DATA EXTRACT:
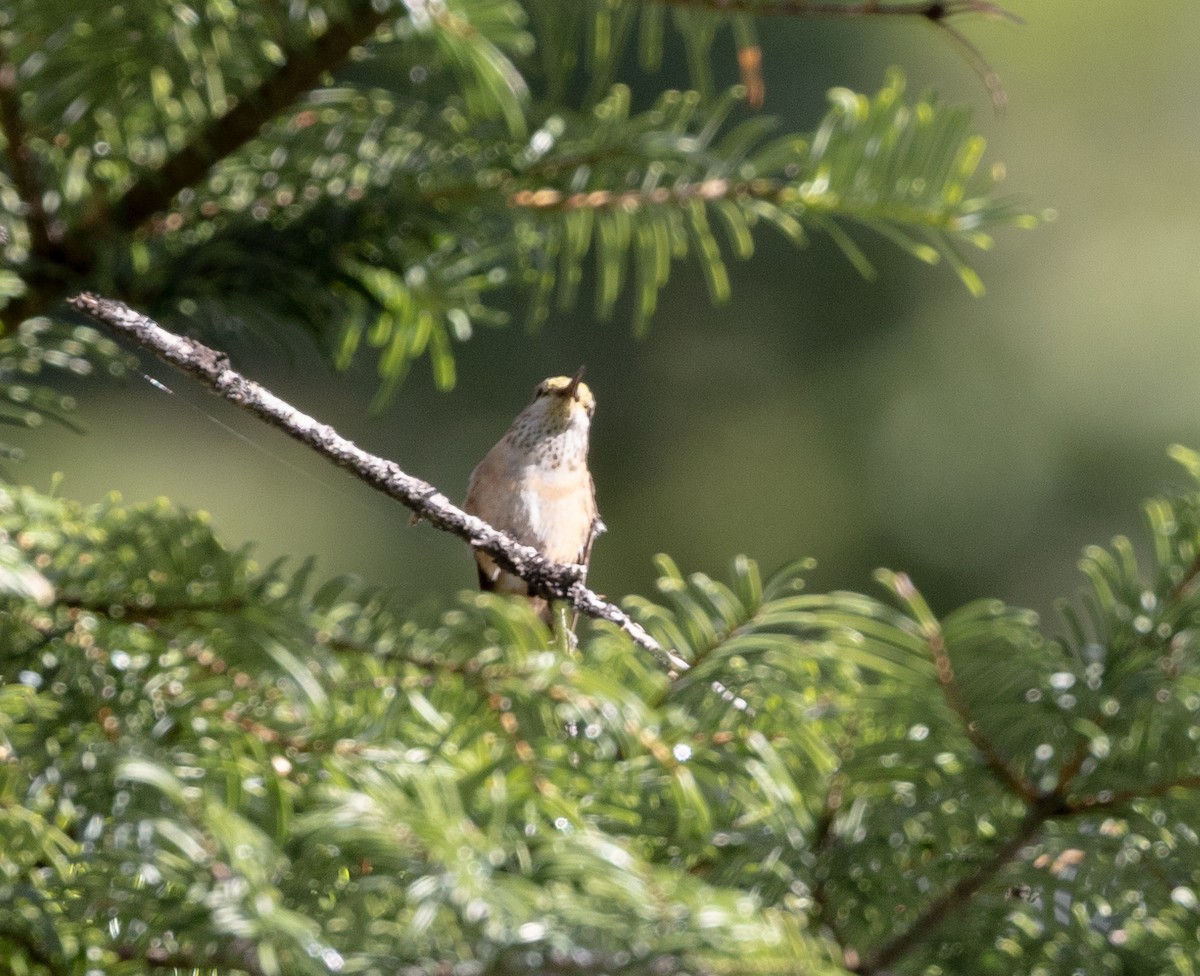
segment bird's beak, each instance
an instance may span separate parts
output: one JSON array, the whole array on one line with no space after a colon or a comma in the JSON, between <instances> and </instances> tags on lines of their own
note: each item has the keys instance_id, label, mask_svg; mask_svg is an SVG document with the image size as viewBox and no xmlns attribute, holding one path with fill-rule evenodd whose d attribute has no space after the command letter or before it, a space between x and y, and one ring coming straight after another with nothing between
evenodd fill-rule
<instances>
[{"instance_id":1,"label":"bird's beak","mask_svg":"<svg viewBox=\"0 0 1200 976\"><path fill-rule=\"evenodd\" d=\"M575 394L580 389L580 383L583 382L583 370L586 369L586 366L580 366L575 376L571 377L571 382L563 388L563 396L569 396L571 400L575 400Z\"/></svg>"}]
</instances>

JOB: Repeat the data above line for line, without any change, leaving out the pictures.

EXPECTED ANSWER:
segment bird's beak, each instance
an instance may span separate parts
output: one JSON array, the whole array on one line with no space after a colon or a comma in the JSON, between <instances> and </instances> tags on lines of their own
note: each item has the keys instance_id, label, mask_svg; mask_svg is an SVG document with the image size as viewBox and no xmlns attribute, holding one path with fill-rule evenodd whose d attribute has no space after the command letter or before it, a space between x and y, and one ring coming straight after another with nothing between
evenodd fill-rule
<instances>
[{"instance_id":1,"label":"bird's beak","mask_svg":"<svg viewBox=\"0 0 1200 976\"><path fill-rule=\"evenodd\" d=\"M575 394L580 389L580 383L583 382L583 370L586 369L586 366L580 366L575 376L571 377L571 382L563 388L563 396L569 396L571 400L575 400Z\"/></svg>"}]
</instances>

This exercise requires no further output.